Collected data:
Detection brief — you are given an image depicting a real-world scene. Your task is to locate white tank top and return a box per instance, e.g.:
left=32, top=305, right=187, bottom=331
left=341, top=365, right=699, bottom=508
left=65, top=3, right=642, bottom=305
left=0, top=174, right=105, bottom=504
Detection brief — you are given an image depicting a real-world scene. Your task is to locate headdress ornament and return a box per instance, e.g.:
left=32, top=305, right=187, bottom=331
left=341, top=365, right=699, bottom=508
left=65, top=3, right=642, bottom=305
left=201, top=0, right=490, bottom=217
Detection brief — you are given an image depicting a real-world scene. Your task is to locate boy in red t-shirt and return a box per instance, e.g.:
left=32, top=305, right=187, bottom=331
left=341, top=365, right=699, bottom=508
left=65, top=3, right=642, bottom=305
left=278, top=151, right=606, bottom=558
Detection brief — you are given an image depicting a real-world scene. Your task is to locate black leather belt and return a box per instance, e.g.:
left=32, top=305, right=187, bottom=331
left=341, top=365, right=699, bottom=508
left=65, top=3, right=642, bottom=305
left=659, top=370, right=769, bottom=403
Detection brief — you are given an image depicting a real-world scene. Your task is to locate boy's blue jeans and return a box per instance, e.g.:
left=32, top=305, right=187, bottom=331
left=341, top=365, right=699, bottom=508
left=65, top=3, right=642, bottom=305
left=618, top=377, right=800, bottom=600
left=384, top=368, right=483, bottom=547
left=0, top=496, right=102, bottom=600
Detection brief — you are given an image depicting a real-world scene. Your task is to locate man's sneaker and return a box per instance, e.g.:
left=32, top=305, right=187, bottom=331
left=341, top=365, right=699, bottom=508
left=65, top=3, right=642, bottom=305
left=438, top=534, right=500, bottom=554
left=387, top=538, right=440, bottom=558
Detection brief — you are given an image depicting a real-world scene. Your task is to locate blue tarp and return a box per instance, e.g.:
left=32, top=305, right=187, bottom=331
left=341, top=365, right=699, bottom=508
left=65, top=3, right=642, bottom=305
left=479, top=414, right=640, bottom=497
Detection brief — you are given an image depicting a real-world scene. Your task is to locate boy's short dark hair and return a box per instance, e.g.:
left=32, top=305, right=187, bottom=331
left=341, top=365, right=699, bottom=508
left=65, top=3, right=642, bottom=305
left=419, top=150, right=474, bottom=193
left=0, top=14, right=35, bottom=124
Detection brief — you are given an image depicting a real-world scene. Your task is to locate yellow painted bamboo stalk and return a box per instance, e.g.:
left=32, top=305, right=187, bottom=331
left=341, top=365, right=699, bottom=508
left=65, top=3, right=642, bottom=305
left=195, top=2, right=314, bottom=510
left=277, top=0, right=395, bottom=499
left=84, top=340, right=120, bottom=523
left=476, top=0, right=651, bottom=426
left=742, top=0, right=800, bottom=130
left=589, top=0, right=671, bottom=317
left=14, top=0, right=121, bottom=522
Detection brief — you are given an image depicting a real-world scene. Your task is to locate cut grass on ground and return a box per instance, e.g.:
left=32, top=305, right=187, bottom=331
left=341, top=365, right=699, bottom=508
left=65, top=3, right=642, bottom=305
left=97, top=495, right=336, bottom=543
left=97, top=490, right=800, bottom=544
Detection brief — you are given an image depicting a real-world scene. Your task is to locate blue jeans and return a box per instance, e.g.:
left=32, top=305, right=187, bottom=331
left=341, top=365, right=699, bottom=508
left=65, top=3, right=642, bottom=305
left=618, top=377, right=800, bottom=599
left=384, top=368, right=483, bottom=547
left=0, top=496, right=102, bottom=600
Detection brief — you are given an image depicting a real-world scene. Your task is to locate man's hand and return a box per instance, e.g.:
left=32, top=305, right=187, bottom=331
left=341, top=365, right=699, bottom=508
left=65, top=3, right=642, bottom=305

- _The problem_:
Wherever the word "jeans" turns up in a line of the entries above, copy that line.

- _Written response_:
Detection brief — you are given an image depicting a real-world scene. Your task is to locate boy's blue jeans and return a box per instance, e.g.:
Detection brief — you are given an image depicting a real-world scene. Your task is to locate blue jeans and return a box per instance, e.g.:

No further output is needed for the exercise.